[Source records]
-- START --

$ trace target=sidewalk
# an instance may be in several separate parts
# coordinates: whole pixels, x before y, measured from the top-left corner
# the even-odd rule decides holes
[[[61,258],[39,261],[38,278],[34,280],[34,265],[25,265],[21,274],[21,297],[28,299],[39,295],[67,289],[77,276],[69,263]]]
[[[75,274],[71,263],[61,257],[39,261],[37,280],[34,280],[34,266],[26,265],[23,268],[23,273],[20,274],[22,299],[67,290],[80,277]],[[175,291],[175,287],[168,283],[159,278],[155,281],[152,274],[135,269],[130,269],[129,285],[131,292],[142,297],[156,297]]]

-- END --

> _Your goal_
Copy the stretch from the start of the records through the line containing "# the even-odd rule decides holes", swapping "separate" for "distinct" and keeping everything else unchanged.

> _Output for this exercise_
$ trace target=sidewalk
# an instance may be in several distinct parts
# coordinates: whole pixels, x before y, measured from the top-left corner
# the even-odd rule decides holes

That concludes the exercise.